Collected data entries:
----------
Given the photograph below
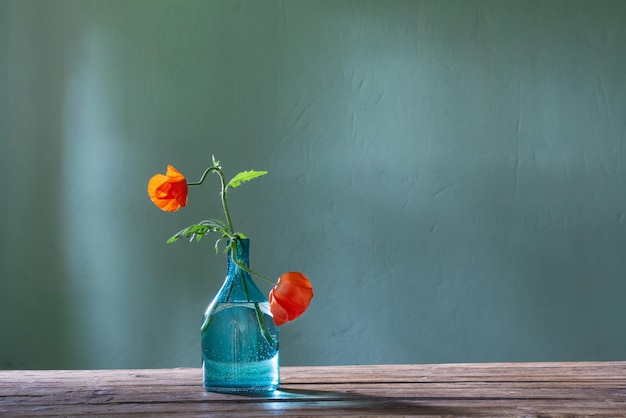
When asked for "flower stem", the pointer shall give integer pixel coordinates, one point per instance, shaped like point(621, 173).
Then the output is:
point(220, 173)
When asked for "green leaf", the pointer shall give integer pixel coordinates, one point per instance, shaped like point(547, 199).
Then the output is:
point(244, 176)
point(199, 230)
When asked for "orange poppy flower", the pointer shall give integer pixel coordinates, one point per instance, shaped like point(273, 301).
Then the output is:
point(168, 191)
point(290, 297)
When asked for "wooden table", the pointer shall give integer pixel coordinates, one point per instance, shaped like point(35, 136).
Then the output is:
point(504, 389)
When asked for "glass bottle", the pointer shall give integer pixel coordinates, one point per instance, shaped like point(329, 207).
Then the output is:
point(238, 338)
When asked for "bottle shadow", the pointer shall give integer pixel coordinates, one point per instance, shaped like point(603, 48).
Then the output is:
point(306, 401)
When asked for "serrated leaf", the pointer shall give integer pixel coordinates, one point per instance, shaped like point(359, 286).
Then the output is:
point(244, 176)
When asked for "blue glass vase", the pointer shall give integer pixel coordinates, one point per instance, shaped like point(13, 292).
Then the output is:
point(239, 340)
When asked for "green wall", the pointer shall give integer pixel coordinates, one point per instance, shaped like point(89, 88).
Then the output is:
point(449, 174)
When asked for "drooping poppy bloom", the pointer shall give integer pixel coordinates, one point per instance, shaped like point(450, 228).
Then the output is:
point(168, 191)
point(290, 297)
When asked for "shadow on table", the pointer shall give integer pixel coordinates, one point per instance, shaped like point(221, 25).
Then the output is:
point(310, 401)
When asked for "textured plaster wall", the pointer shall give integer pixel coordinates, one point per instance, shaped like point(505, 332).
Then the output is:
point(450, 174)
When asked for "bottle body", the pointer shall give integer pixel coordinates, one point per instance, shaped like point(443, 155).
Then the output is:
point(238, 338)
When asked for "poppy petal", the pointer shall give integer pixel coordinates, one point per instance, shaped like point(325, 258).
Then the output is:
point(290, 297)
point(170, 191)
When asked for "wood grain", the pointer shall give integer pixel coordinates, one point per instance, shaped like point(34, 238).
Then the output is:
point(491, 389)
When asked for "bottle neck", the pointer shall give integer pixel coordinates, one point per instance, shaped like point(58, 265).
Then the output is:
point(241, 253)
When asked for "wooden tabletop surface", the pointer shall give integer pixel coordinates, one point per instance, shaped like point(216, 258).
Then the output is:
point(483, 389)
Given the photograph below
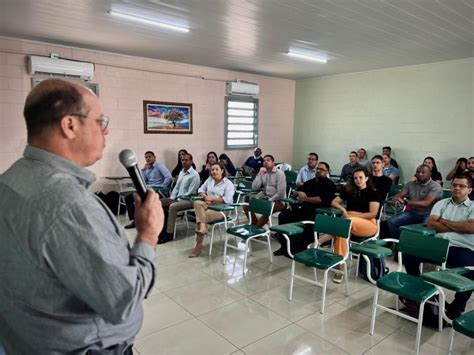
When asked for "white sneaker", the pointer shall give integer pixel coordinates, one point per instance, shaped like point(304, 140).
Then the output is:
point(337, 278)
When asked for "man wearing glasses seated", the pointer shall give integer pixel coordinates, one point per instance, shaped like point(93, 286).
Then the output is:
point(315, 193)
point(453, 219)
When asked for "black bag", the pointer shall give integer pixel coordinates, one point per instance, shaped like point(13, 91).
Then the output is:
point(377, 268)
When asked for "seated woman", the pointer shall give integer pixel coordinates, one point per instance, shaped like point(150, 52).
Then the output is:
point(362, 206)
point(435, 174)
point(211, 159)
point(229, 166)
point(459, 168)
point(217, 189)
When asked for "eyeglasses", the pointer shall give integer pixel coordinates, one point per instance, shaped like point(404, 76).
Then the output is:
point(461, 186)
point(103, 120)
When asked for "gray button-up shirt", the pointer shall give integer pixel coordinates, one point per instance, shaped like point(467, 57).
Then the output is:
point(69, 280)
point(273, 183)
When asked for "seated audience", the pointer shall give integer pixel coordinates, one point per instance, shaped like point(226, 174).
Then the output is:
point(253, 164)
point(362, 206)
point(459, 168)
point(187, 184)
point(362, 159)
point(308, 171)
point(156, 175)
point(177, 169)
point(273, 182)
point(419, 197)
point(348, 169)
point(211, 159)
point(453, 219)
point(435, 174)
point(229, 166)
point(388, 151)
point(380, 182)
point(314, 193)
point(217, 189)
point(389, 169)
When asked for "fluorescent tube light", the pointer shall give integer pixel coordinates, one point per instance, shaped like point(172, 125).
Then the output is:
point(147, 21)
point(307, 56)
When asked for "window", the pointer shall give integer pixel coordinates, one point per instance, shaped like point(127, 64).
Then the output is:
point(241, 122)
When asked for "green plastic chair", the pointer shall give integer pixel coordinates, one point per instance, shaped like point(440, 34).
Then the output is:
point(464, 325)
point(321, 259)
point(248, 232)
point(434, 250)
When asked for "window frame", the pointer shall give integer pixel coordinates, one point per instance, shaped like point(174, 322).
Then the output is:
point(240, 98)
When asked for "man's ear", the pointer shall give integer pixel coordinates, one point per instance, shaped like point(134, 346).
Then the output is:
point(69, 126)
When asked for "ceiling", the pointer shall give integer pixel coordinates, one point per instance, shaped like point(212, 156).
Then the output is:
point(254, 35)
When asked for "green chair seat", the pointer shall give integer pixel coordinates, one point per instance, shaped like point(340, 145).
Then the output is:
point(465, 324)
point(419, 228)
point(318, 258)
point(407, 286)
point(330, 211)
point(246, 231)
point(371, 249)
point(288, 229)
point(451, 279)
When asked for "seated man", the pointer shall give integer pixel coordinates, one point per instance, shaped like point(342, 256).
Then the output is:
point(381, 182)
point(419, 197)
point(453, 219)
point(273, 182)
point(308, 171)
point(315, 193)
point(253, 164)
point(187, 185)
point(156, 175)
point(388, 151)
point(346, 172)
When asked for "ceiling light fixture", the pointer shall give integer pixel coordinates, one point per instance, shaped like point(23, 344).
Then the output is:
point(147, 21)
point(307, 56)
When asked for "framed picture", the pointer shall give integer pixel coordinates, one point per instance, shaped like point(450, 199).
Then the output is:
point(91, 86)
point(167, 117)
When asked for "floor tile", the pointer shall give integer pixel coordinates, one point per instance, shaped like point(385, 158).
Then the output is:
point(203, 296)
point(345, 327)
point(243, 322)
point(190, 337)
point(292, 340)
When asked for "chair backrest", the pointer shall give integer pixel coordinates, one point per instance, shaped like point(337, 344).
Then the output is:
point(340, 227)
point(260, 206)
point(433, 249)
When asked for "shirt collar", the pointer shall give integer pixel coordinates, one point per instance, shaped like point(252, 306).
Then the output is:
point(84, 176)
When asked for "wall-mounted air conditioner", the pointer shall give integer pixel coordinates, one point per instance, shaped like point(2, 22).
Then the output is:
point(241, 88)
point(60, 67)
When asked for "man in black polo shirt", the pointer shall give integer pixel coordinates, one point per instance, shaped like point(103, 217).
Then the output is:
point(315, 193)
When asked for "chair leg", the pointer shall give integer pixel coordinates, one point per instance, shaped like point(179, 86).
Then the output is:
point(325, 284)
point(292, 279)
point(418, 328)
point(374, 311)
point(451, 341)
point(269, 249)
point(346, 279)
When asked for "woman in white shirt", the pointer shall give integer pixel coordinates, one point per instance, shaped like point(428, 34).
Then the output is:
point(217, 189)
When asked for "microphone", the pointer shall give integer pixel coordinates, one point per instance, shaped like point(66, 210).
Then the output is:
point(129, 161)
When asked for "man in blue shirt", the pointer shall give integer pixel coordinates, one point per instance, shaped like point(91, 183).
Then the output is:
point(156, 176)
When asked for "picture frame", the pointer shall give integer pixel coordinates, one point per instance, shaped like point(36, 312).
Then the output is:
point(167, 117)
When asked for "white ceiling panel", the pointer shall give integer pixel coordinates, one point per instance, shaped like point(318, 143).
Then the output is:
point(254, 35)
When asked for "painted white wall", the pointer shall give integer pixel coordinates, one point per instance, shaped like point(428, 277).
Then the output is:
point(422, 110)
point(124, 82)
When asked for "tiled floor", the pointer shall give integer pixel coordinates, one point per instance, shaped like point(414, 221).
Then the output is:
point(199, 306)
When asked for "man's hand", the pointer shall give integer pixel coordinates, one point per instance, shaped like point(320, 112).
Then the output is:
point(149, 217)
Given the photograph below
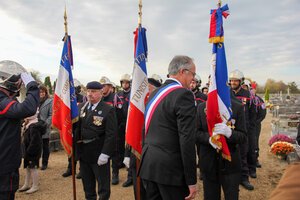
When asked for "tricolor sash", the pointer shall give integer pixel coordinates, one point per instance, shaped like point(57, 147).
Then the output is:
point(155, 101)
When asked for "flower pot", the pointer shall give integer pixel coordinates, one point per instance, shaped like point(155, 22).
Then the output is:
point(281, 157)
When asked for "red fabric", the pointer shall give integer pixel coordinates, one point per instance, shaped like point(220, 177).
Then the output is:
point(213, 117)
point(213, 25)
point(253, 85)
point(7, 107)
point(135, 123)
point(136, 32)
point(60, 113)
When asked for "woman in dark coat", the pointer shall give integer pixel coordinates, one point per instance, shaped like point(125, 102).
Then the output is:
point(32, 141)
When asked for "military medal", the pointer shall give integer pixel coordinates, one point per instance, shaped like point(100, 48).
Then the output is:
point(97, 120)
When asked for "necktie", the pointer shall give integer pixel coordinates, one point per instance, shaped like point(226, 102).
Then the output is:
point(90, 108)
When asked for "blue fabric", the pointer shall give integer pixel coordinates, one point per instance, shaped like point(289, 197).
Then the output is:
point(222, 75)
point(141, 50)
point(67, 63)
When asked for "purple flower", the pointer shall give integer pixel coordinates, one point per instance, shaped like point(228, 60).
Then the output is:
point(280, 137)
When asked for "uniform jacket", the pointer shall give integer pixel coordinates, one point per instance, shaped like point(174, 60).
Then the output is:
point(99, 125)
point(109, 99)
point(250, 113)
point(261, 110)
point(33, 140)
point(45, 114)
point(200, 97)
point(122, 104)
point(10, 126)
point(168, 154)
point(212, 162)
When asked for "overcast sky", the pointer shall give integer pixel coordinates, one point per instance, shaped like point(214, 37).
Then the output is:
point(261, 37)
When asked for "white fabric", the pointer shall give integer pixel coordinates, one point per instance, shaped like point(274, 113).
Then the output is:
point(62, 89)
point(212, 144)
point(126, 161)
point(26, 78)
point(103, 159)
point(139, 89)
point(222, 129)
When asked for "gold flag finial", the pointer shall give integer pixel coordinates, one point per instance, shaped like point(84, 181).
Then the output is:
point(66, 23)
point(140, 13)
point(219, 3)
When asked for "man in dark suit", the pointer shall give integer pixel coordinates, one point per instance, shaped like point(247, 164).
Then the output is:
point(218, 172)
point(248, 155)
point(95, 133)
point(168, 163)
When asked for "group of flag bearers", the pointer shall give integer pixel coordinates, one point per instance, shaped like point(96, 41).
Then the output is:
point(161, 135)
point(226, 136)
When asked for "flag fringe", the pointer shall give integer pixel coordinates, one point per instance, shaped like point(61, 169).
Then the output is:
point(217, 39)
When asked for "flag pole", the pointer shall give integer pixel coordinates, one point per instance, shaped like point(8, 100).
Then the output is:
point(140, 13)
point(138, 178)
point(72, 153)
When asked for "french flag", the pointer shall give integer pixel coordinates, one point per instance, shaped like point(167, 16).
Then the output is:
point(65, 110)
point(218, 100)
point(139, 91)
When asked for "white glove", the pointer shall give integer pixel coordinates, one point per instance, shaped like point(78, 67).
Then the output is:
point(126, 161)
point(26, 78)
point(212, 144)
point(222, 129)
point(103, 159)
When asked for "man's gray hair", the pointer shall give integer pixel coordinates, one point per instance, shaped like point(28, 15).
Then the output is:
point(178, 63)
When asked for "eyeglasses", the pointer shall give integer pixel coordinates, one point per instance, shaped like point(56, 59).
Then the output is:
point(193, 73)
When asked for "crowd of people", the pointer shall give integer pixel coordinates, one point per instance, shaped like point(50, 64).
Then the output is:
point(176, 136)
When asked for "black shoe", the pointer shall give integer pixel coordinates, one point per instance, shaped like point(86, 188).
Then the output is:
point(67, 173)
point(253, 175)
point(127, 183)
point(247, 185)
point(115, 179)
point(258, 165)
point(78, 176)
point(201, 176)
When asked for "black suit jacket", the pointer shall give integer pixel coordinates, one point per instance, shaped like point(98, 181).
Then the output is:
point(211, 162)
point(168, 155)
point(99, 124)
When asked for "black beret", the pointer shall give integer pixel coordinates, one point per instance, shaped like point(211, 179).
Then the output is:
point(94, 85)
point(154, 82)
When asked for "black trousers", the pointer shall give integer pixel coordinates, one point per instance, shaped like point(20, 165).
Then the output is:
point(134, 179)
point(156, 191)
point(70, 164)
point(91, 173)
point(9, 183)
point(258, 130)
point(251, 155)
point(118, 157)
point(45, 152)
point(244, 161)
point(229, 184)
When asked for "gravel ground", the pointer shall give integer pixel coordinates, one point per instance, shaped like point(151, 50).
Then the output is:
point(53, 186)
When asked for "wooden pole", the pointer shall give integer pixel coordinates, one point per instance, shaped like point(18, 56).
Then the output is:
point(72, 154)
point(138, 180)
point(73, 173)
point(140, 13)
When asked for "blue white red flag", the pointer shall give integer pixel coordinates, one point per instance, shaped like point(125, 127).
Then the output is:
point(139, 91)
point(218, 100)
point(65, 110)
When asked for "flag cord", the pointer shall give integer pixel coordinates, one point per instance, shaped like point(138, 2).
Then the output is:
point(140, 13)
point(219, 3)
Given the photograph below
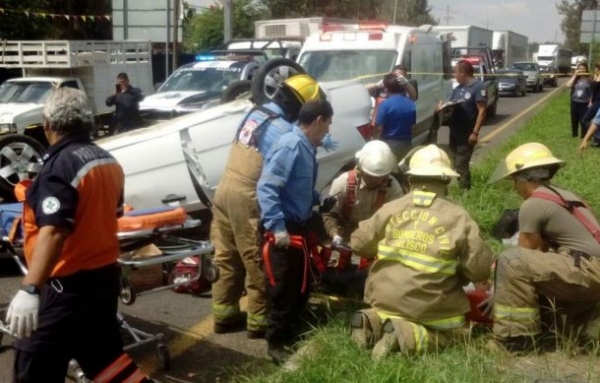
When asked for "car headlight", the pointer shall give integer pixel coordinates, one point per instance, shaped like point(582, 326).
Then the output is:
point(8, 128)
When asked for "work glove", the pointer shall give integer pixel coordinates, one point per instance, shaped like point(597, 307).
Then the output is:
point(337, 242)
point(487, 306)
point(22, 314)
point(282, 239)
point(327, 204)
point(329, 144)
point(402, 81)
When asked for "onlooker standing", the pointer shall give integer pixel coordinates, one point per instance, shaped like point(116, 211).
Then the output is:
point(126, 100)
point(396, 117)
point(286, 195)
point(580, 98)
point(67, 305)
point(594, 104)
point(466, 120)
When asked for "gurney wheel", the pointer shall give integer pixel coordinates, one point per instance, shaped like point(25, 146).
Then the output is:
point(211, 272)
point(127, 294)
point(164, 356)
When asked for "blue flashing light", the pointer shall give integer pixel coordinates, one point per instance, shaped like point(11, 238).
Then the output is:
point(205, 58)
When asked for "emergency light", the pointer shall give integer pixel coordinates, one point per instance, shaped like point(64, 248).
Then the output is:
point(205, 58)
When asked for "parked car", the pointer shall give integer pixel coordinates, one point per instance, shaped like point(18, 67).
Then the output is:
point(512, 82)
point(531, 69)
point(200, 85)
point(182, 159)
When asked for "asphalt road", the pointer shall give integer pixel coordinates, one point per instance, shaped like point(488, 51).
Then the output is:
point(197, 354)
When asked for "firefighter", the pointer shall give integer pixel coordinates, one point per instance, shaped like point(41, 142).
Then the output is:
point(557, 262)
point(66, 306)
point(286, 195)
point(235, 223)
point(361, 191)
point(427, 248)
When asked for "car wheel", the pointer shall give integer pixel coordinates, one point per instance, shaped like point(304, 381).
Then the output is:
point(237, 89)
point(270, 75)
point(20, 159)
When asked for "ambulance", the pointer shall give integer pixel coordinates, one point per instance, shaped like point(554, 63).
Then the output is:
point(368, 51)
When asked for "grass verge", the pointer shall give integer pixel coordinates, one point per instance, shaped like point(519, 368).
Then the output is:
point(335, 358)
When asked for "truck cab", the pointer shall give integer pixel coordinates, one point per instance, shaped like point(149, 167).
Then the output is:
point(367, 51)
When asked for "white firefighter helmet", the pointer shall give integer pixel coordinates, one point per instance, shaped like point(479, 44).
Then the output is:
point(376, 159)
point(431, 161)
point(526, 156)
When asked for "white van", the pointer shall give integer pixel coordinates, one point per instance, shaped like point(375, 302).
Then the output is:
point(369, 51)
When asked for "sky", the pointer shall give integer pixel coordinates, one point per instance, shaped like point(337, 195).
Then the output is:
point(536, 19)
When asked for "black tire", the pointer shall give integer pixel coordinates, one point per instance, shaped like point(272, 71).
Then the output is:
point(127, 294)
point(237, 89)
point(20, 159)
point(270, 75)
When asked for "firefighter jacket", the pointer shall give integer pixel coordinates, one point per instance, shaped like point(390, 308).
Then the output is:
point(428, 247)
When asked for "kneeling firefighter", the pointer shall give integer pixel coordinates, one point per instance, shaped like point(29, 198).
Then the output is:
point(235, 224)
point(427, 248)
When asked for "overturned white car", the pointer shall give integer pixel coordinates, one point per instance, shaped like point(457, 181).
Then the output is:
point(184, 158)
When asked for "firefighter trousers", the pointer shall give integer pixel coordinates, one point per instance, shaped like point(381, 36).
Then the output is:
point(413, 338)
point(235, 235)
point(288, 286)
point(538, 292)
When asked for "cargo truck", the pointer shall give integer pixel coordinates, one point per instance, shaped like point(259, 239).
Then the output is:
point(509, 47)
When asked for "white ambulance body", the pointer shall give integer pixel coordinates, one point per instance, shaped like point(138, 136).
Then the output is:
point(368, 51)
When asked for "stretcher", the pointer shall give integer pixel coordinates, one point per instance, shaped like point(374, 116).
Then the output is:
point(137, 229)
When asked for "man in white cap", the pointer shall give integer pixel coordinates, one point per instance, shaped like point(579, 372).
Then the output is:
point(427, 248)
point(554, 273)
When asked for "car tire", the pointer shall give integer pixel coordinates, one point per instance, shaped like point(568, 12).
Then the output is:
point(237, 89)
point(20, 159)
point(270, 75)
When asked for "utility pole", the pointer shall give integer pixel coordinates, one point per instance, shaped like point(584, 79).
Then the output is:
point(228, 20)
point(449, 13)
point(176, 6)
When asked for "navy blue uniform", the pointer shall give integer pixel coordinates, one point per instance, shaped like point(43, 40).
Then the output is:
point(462, 123)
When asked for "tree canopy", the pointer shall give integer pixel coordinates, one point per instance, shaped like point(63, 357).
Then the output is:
point(205, 30)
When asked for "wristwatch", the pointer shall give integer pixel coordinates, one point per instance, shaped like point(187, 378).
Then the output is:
point(30, 289)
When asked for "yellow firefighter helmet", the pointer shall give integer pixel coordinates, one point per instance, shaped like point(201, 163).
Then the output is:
point(526, 156)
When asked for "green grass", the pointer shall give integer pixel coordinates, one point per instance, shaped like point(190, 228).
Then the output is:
point(337, 359)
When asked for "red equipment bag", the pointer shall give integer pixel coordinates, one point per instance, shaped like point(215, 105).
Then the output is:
point(186, 273)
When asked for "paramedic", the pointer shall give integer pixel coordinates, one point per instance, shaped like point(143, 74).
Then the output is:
point(361, 191)
point(466, 120)
point(286, 196)
point(126, 100)
point(427, 248)
point(235, 224)
point(66, 307)
point(395, 118)
point(557, 262)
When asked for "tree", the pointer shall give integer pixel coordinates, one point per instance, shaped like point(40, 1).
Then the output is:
point(571, 23)
point(31, 20)
point(408, 12)
point(205, 31)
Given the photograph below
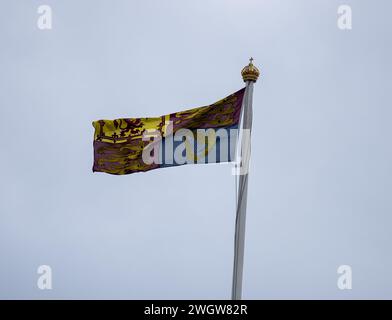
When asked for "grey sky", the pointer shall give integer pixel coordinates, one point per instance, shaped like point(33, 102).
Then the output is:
point(320, 182)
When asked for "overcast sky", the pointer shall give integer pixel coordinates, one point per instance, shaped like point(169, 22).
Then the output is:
point(320, 180)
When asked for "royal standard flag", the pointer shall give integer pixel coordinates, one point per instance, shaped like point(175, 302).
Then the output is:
point(201, 135)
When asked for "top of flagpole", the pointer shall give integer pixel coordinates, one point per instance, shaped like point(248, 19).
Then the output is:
point(250, 72)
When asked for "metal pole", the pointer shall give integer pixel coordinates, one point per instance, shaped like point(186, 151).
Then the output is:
point(250, 74)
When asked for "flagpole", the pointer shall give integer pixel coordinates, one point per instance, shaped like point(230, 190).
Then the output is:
point(249, 74)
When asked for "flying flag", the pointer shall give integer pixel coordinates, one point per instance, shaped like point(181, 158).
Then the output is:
point(200, 135)
point(209, 134)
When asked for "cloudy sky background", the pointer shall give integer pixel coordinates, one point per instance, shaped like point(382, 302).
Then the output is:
point(320, 183)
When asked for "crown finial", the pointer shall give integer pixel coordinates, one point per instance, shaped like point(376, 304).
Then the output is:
point(250, 72)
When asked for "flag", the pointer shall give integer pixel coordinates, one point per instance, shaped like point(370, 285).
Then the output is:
point(201, 135)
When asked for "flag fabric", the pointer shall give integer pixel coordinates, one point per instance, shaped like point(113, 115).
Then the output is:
point(129, 145)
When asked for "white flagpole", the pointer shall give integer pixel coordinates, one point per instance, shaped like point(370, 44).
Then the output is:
point(250, 74)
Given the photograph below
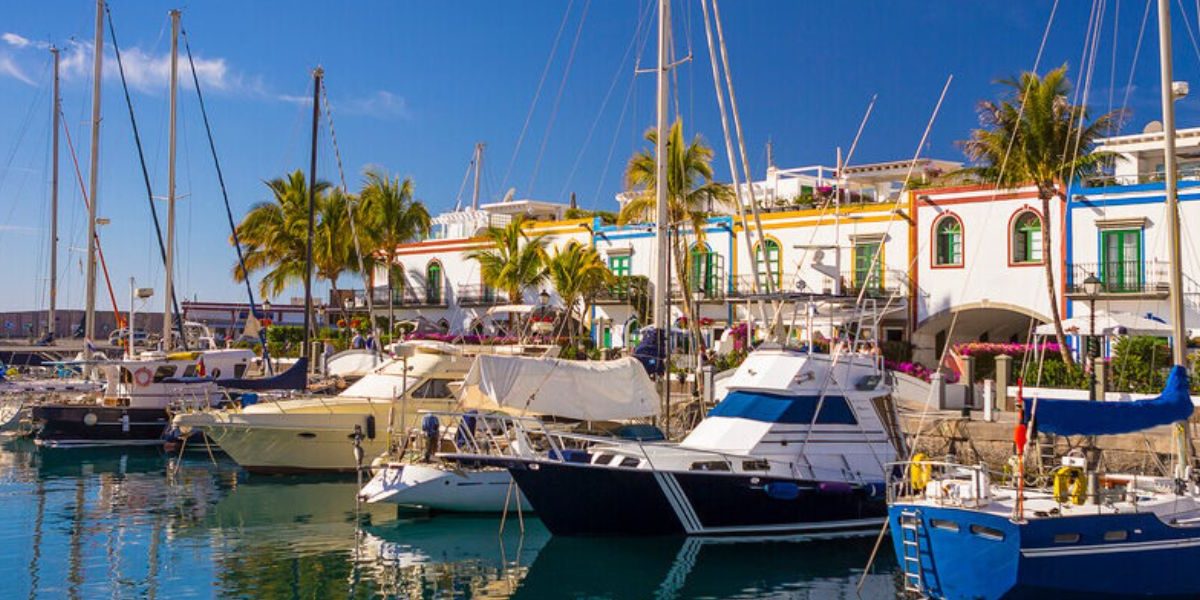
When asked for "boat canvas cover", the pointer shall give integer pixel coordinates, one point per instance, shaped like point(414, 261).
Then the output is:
point(587, 390)
point(1083, 418)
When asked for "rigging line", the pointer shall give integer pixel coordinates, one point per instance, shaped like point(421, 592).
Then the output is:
point(537, 94)
point(604, 103)
point(462, 186)
point(145, 174)
point(1137, 52)
point(1113, 64)
point(87, 203)
point(225, 195)
point(349, 216)
point(558, 95)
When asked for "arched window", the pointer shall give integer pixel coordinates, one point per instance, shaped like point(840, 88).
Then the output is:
point(702, 273)
point(948, 240)
point(772, 261)
point(1026, 245)
point(433, 283)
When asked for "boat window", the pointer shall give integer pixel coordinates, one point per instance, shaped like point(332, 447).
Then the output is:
point(785, 408)
point(433, 389)
point(941, 523)
point(163, 372)
point(987, 532)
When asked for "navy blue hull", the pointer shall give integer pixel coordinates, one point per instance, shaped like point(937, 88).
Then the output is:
point(585, 499)
point(970, 555)
point(69, 425)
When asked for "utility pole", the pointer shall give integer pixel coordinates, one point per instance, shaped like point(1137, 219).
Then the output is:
point(169, 268)
point(54, 202)
point(479, 166)
point(93, 177)
point(317, 75)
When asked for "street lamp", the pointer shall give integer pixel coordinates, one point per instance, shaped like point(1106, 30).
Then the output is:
point(1092, 288)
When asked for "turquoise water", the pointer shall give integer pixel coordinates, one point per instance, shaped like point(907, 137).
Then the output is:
point(132, 523)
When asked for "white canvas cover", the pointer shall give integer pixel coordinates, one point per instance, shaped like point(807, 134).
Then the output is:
point(1109, 323)
point(587, 390)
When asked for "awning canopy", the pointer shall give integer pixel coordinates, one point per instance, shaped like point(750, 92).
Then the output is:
point(1110, 323)
point(587, 390)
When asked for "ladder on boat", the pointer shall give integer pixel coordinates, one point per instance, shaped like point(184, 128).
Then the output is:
point(910, 545)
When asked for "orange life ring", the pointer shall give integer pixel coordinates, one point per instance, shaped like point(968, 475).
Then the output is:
point(143, 377)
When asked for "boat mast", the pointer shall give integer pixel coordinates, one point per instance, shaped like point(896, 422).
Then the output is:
point(1173, 202)
point(169, 268)
point(93, 177)
point(51, 315)
point(479, 165)
point(312, 209)
point(663, 244)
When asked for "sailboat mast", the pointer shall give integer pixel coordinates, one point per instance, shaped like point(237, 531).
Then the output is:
point(317, 75)
point(52, 313)
point(479, 165)
point(663, 243)
point(169, 267)
point(93, 177)
point(1173, 202)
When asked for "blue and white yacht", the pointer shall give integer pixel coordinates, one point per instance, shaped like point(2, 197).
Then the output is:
point(797, 445)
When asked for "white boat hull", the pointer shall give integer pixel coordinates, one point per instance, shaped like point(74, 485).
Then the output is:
point(439, 487)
----------
# SET EXERCISE
Can you update the stretch of data from the start through the line containing "point(199, 230)" so that every "pointer" reads "locator", with nothing else changed? Return only that stretch, without the pictures.

# OUTPUT OF THE TASK
Given the photograph below
When asked for "flower stem", the locator shall give integer pixel coordinates, one point per instance, shaped like point(621, 173).
Then the output is:
point(220, 173)
When asked for "green leaf", the locator shall give integer pixel coordinates, one point per instance, shaped like point(547, 199).
Then the output is:
point(244, 176)
point(199, 230)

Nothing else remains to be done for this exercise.